Retype every entry word for word.

++++

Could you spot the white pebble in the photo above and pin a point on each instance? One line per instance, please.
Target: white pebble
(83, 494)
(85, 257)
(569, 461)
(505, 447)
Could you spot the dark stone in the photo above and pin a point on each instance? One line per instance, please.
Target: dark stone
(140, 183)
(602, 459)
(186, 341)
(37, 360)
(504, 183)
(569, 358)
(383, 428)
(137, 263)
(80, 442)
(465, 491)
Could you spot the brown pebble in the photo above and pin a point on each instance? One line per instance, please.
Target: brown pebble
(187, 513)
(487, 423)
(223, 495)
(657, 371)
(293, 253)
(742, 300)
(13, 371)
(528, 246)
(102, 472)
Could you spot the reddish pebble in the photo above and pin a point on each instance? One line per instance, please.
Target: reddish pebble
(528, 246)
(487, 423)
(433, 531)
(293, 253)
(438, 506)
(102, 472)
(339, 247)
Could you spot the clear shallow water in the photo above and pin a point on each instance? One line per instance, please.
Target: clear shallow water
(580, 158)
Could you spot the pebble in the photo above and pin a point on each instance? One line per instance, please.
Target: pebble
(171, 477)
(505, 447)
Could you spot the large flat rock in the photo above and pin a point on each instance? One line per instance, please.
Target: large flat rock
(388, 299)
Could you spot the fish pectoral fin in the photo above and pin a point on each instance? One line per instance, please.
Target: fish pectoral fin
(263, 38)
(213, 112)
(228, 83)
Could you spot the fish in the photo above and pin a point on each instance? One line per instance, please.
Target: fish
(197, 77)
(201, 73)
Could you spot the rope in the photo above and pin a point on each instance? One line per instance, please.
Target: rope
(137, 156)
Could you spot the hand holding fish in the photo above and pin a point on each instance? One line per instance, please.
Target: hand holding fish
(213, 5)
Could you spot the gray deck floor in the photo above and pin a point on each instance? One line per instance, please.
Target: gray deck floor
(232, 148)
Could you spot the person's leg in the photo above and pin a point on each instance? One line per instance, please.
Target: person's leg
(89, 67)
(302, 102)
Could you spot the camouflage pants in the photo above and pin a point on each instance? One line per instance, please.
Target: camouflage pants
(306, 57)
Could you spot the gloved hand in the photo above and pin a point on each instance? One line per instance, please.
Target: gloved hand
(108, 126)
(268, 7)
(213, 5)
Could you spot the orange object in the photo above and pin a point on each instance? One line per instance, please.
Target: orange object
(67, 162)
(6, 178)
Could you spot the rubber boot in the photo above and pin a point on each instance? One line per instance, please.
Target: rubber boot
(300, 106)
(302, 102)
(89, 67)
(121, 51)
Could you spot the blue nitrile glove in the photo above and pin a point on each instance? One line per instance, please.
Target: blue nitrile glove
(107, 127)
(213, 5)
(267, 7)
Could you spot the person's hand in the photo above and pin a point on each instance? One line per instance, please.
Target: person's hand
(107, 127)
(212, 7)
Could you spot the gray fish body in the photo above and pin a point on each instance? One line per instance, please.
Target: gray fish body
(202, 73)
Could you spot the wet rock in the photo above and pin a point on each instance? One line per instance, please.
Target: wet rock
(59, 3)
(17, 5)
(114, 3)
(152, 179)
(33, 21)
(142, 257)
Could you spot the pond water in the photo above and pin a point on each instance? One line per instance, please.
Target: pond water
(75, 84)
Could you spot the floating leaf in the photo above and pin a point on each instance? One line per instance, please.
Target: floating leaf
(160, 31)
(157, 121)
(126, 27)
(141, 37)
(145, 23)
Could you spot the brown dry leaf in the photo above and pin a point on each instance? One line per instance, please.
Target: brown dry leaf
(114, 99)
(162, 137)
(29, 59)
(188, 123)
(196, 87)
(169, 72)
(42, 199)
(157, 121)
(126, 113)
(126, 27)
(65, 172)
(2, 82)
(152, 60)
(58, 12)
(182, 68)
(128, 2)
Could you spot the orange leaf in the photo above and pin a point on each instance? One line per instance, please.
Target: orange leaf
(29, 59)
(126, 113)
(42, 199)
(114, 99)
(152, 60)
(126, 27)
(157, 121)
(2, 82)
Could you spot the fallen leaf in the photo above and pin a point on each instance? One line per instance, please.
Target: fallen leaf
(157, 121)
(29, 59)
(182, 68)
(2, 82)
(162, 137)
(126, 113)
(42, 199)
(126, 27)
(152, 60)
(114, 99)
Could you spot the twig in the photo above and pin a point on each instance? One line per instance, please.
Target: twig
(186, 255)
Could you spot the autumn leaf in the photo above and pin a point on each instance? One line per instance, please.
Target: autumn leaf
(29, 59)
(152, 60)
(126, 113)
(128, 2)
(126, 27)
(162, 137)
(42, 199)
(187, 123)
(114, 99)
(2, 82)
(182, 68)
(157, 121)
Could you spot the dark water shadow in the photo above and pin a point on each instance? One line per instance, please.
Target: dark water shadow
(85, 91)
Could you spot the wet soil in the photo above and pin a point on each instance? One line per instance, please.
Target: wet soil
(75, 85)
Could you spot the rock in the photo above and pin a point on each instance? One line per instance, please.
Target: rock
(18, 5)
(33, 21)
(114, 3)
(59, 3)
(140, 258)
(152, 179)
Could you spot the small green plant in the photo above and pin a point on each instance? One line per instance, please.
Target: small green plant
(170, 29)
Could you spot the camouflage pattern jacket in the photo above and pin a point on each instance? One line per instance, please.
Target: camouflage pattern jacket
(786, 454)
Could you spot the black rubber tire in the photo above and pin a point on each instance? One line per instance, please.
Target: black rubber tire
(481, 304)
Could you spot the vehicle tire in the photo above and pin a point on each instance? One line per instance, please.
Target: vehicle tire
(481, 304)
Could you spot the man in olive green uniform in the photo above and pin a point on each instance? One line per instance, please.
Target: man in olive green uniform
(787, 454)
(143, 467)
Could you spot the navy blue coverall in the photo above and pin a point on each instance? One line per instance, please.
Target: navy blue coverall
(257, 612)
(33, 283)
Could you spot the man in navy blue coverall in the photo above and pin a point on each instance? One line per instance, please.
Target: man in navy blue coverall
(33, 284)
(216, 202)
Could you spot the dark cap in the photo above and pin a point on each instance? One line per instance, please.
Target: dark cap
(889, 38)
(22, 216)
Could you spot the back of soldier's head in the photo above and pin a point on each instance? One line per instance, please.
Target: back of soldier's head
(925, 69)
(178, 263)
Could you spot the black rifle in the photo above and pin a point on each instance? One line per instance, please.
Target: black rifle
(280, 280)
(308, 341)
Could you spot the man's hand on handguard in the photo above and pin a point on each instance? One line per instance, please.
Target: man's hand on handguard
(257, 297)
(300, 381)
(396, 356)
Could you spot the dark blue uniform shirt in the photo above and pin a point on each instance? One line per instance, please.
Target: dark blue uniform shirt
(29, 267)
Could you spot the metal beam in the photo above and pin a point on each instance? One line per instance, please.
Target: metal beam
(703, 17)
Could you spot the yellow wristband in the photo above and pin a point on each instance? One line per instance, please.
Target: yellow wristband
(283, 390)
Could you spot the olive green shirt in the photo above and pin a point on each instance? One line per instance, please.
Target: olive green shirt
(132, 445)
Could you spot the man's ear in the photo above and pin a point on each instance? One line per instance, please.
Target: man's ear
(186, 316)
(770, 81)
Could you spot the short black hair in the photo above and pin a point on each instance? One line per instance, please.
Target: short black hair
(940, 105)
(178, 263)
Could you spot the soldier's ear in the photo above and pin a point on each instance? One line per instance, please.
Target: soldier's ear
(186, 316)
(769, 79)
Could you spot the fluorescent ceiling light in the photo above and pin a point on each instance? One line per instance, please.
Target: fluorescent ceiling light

++++

◆ FINAL RESULT ◆
Could you spot the white pebble in the photo above and pin a point on each instance? One line per instance, please.
Target: white pebble
(83, 494)
(85, 257)
(569, 461)
(505, 447)
Could you spot the dark stone in the photo above and pin a point on each instance? One line per instance, please.
Target: dark stone
(140, 183)
(602, 459)
(186, 341)
(37, 360)
(504, 183)
(569, 358)
(383, 428)
(137, 263)
(80, 442)
(465, 491)
Could you spot the brown pebble in the photo above and pin a point on each instance? One line per instance, please.
Target: brown pebble
(187, 513)
(487, 423)
(223, 495)
(657, 371)
(293, 253)
(742, 300)
(13, 371)
(528, 246)
(102, 472)
Could you spot the reddish pebble in the photo above and pin a point on each instance? One line per instance, please.
Target: reddish pebble
(528, 246)
(487, 423)
(433, 531)
(293, 253)
(438, 506)
(102, 472)
(339, 247)
Could you spot the clear shallow water in the photo above and pin a point on each instance? One line per instance, please.
Target: clear shallow water
(580, 158)
Could you spot the pebble in the photo above and pin a point on each instance? One line per instance, please.
Target: pebble
(171, 477)
(505, 447)
Could you spot the large flat rock in the photo above and pin a point on each instance? One line per instance, please.
Target: large flat rock
(388, 299)
Could you spot the fish pectoral fin in the photo above and pin a point on each instance? One line per instance, please.
Target: fish pectoral fin
(263, 38)
(213, 112)
(228, 83)
Could you spot the fish in the photo above and pin a point on each instance? One line per instance, please.
Target: fish
(197, 77)
(201, 73)
Could you spot the rope in the photo above and pin a point on each instance? One line per instance, please.
Target: rope
(137, 156)
Could you spot the hand holding fish in the photo above and pin a point on each instance? One line per instance, please.
Target: hand holding fish
(213, 5)
Could you spot the gray deck floor in the photo above and pin a point on each instance? One line per instance, please.
Target: gray deck floor
(232, 148)
Could you spot the person's leg in the photo above and pin a point on each instance? One line per instance, please.
Target: person's leg
(89, 67)
(302, 102)
Could you spot the camouflage pants in the photo above and pin a point on each instance? One line per instance, please.
Target: camouflage pants
(306, 57)
Could you spot the gloved hand in the photo above and pin a point on each instance? One line per instance, please.
Target: gloved hand
(108, 126)
(268, 7)
(213, 5)
Could you spot the orange object in the photo above and pin a point on each instance? One line per instance, please.
Target: orange object
(67, 162)
(6, 178)
Could you spot the rubber boot in the photo above and pin a point on each instance? One line per instance, please.
Target: rubber boot
(300, 106)
(302, 102)
(89, 67)
(121, 51)
Could you spot the blue nitrile glove in the photo above and pin a point on each instance? One line per instance, please.
Target: blue nitrile glove
(107, 127)
(213, 5)
(267, 7)
Could you spot the person's hand in the photo above and pin a point on each instance? One line per instance, please.
Target: person's hand
(107, 127)
(212, 7)
Could you spot the gray fish body in the photo above and pin a point on each instance? One line per instance, please.
Target: gray fish body
(202, 73)
Could you spot the wet rock in the photo above and pin a point on each instance? One line per instance, please.
Target: wet rock
(59, 3)
(17, 5)
(114, 3)
(152, 179)
(33, 21)
(142, 257)
Could you spot the pond water in the photo above and pin a point on each instance? One line per instance, please.
Target: pond water
(75, 84)
Could you spot the floating leaf in the photo above and pin a point on each instance? One line per instance, please.
Target: floating leaf
(160, 31)
(157, 121)
(126, 27)
(141, 37)
(145, 23)
Could you spot the brown dry leaf in the photo above and pin a point on each instance? One line per instance, please.
Target: brown dry leaf
(114, 99)
(162, 137)
(29, 59)
(188, 123)
(196, 87)
(169, 72)
(42, 199)
(157, 121)
(126, 113)
(126, 27)
(65, 172)
(2, 82)
(152, 60)
(58, 12)
(182, 68)
(128, 2)
Could you spot the orange leaf in the photo above and pin a point on each instance? One line per instance, please.
Target: orange leaf
(29, 59)
(126, 113)
(42, 199)
(114, 99)
(152, 60)
(126, 27)
(157, 121)
(2, 82)
Could you spot the fallen leaf in the photo above and pin a point on each instance? One line per instance, please.
Target: fallen leaf
(157, 121)
(29, 59)
(182, 68)
(2, 82)
(162, 137)
(126, 113)
(42, 199)
(126, 27)
(152, 60)
(114, 99)
Could you spot the twig in the photo above and pin a point on each instance? One line per instance, please.
Target: twig
(186, 255)
Could you spot the autumn leaf in the photo above and pin a point on each instance? One line per instance, please.
Target: autumn leaf
(29, 59)
(152, 60)
(126, 113)
(128, 2)
(126, 27)
(162, 137)
(42, 199)
(187, 123)
(114, 99)
(2, 82)
(182, 68)
(157, 121)
Could you spot the dark water shadow in the photo above and pin a point on each instance? One line per instance, please.
Target: dark water shadow
(85, 91)
Could you spot the wet soil in the photo above and pin a point on each instance? One line per instance, please.
Target: wet soil
(75, 85)
Could you spot the rock in the photo above and pin a point on each instance? One line per instance, please.
Target: rock
(18, 5)
(33, 21)
(114, 3)
(59, 3)
(140, 258)
(152, 179)
Could you spot the small green plant in the photo above and pin a point on each instance? One line per instance, please.
Target: small green plant
(170, 29)
Could you spot the camouflage pattern jacket in the photo above and pin a point on each instance? One line per instance, please.
Target: camouflage pattern jacket
(786, 454)
Could you spot the black rubber tire in the photo above and pin a point on each instance? One line per instance, please.
Target: black rubber tire
(481, 304)
Could you spot the vehicle tire in the photo above and pin a point on each instance? One line per instance, please.
Target: vehicle tire
(481, 304)
Could you spot the man in olive green uniform in the photo above and pin a point on each instance? One line per instance, please.
Target: man in olive green uniform
(787, 454)
(143, 467)
Could you spot the navy blue coverall in the photo above and pin a point on each instance? One line per instance, please.
Target: navy blue coverall
(257, 612)
(33, 283)
Could you spot the man in navy blue coverall in the photo above and pin a point on each instance? One line per instance, please.
Target: man in navy blue coverall
(33, 284)
(216, 202)
Could you spot the dark cap in the photo above and pin a point on each instance? One line per instance, please.
Target: dark cap
(889, 38)
(22, 216)
Could you spot the back of soldier's head in the photo above and pin a point on each instance? One line per instance, please.
Target: back of soldier's head
(925, 69)
(178, 263)
Could you spot the black rifle in the photo above and pin a point on each instance? One line per instance, please.
Target: black rifle
(280, 280)
(308, 341)
Could you spot the man's hand on handguard in the photo above and pin a point on each instance? One line per instance, please.
Target: man's hand on handguard
(257, 297)
(300, 381)
(396, 356)
Could you spot the dark blue uniform shirt in the photo above and pin a point on each instance? One line per instance, please.
Target: dark blue uniform shirt
(29, 267)
Could you spot the metal beam in the photo above and pin a point on each instance? One line per instance, please.
Target: metal beam
(703, 17)
Could you spot the yellow wristband in the photo above and pin a point on each instance? One line per instance, please.
Target: yellow wristband
(283, 390)
Could you spot the olive green shirt in the photo above and pin a point on each instance? One line per instance, please.
Target: olive green shirt
(132, 445)
Could you spot the man's ear in the photo above and pin a point on each instance? One line per instance, please.
Target: man's ear
(186, 316)
(770, 81)
Could you spot the short black hair in the photo above and pin a point on each instance? One line per instance, please.
Target: short black hair
(940, 105)
(178, 263)
Could you spot the soldier's ear in the photo above and pin a point on each instance? One line per instance, please.
Target: soldier's ear
(186, 316)
(769, 79)
Could you spot the fluorescent ceiling light in the photo above and pin a point on each instance? One line per instance, please.
Target: fluorescent ceiling light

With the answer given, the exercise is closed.